BULGARIA:The European Union and Bulgaria urged Libya yesterday to release swiftly five Bulgarian nurses and a Palestinian doctor who were this week spared execution for allegedly infecting 460 children with HIV-contaminated blood.
Tripoli commuted their death sentences to life imprisonment on Tuesday, after families of the infected children each accepted $1 million (€725,000) in compensation, but the fact that the medics were not released drew international condemnation.
The government in Sofia said it was sending Tripoli the legal documents needed to transfer the medics to Bulgaria, while the EU offered Libyan leader Muammar Gadafy the prospect of closer ties if the prisoners were released after spending more than eight years in jail.
"The extradition request will be sent to Libya by the end of the day," said Bulgarian foreign minister Ivailo Kalfin. "A great deal of the decisions depend on Libyan authorities. This result was not the best. The case will be over for us when the nurses arrive in Bulgaria."
However, Libyan foreign minister Abdelrahaman Shalgham said the case was still "not closed" and that Tripoli was awaiting guarantees regarding the treatment of the children.
"The ball is in the court of Bulgaria and the European Union," he said.
Leading immunologists say the HIV outbreak in a Benghazi hospital almost certainly began before the medics started work there, and was caused by poor hygiene. Some of the nurses say they were raped and tortured to elicit confessions, and a Libyan court cleared them yesterday of defamation charges relating to those accusations.
Their case has hampered Col Gadafy's attempt to draw closer to the West since abandoning his illicit weapons programme in 2003. Libya wants foreign investment to boost its economy and exploit its large oil reserves, and Europe and the US see it as a potentially useful energy partner.

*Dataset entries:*
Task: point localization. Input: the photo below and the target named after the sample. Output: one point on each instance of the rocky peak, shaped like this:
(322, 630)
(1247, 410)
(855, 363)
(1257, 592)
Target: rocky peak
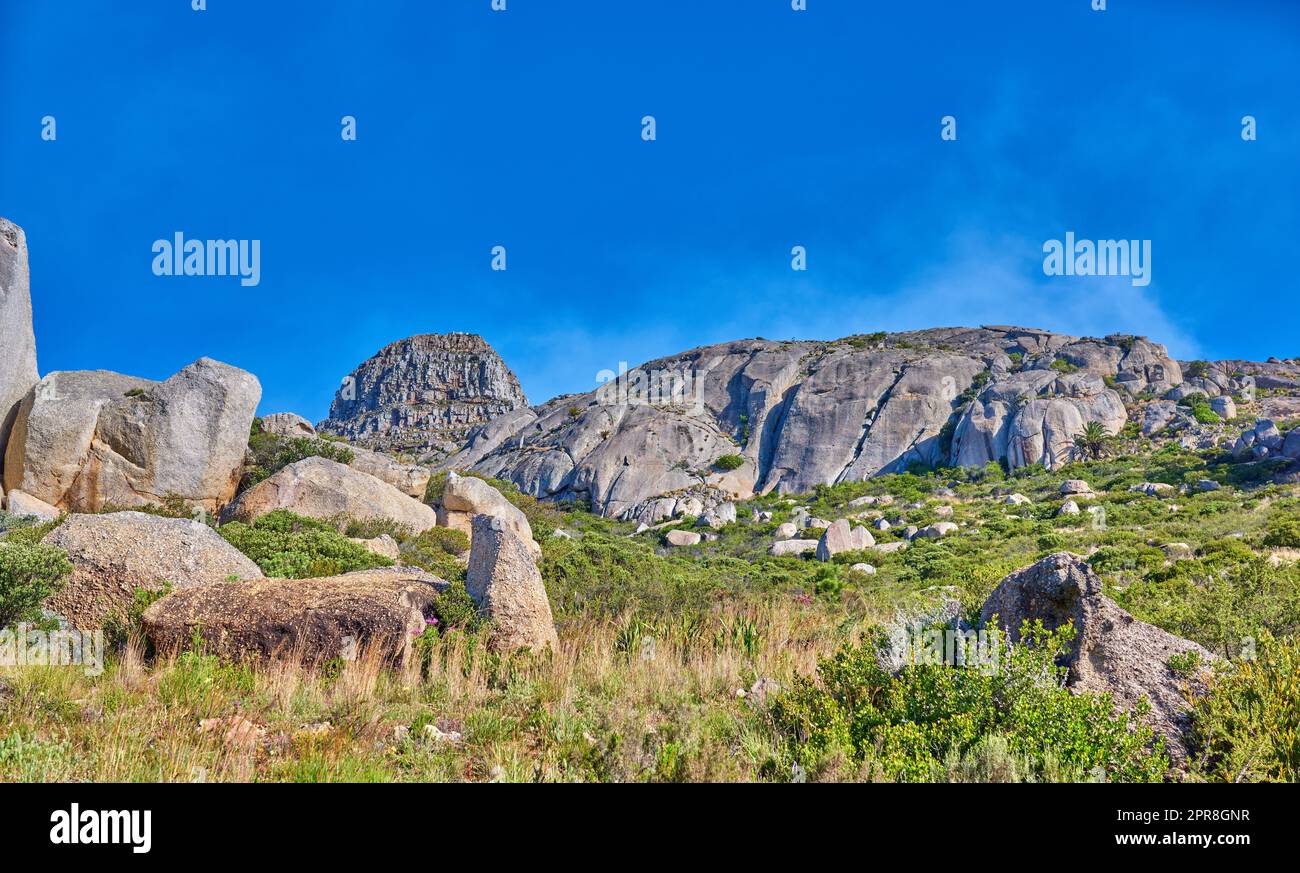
(423, 394)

*Exercise set:*
- a) In the news report on the Bulgarian medics held in Libya, how much compensation did each family of the infected children accept?
- b) Extend the news report on the Bulgarian medics held in Libya, picking up after its last sentence.

*Written responses:*
- a) $1 million (€725,000).

- b)
"The EU presidency acknowledges the potential of increased EU-Libya co-operation in many areas of common interest in light of a satisfactory resolution of this process," the bloc's Portuguese presidency said of the medics' plight.
Benita Ferrero-Waldner, EU commissioner for external relations, said she hoped "legal proceedings can start immediately for the transfer of the nurses and the medics back to Europe".
Her use of "Europe" rather than "Bulgaria" sparked suggestions that the medics may be released to another country, with France being the most likely destination after President Nicolas Sarkozy reportedly accepted Col Gadafy's invitation to visit Libya in the coming days.
Mr Sarkozy promised during his election campaign to seek the medics' release, and his wife Cecilia made a surprise visit to Libya last week to meet them, Col Gadafy and the HIV-infected children.
Amid much speculation over who funded the families' payout - and Bulgaria's staunch refusal to offer so-called blood money for the nurses - Ms Ferrero-Waldner insisted the compensation was "Libyan money" from the Gadafy Foundation charity.
The main EU contribution, she said, was in helping upgrade the Benghazi hospital.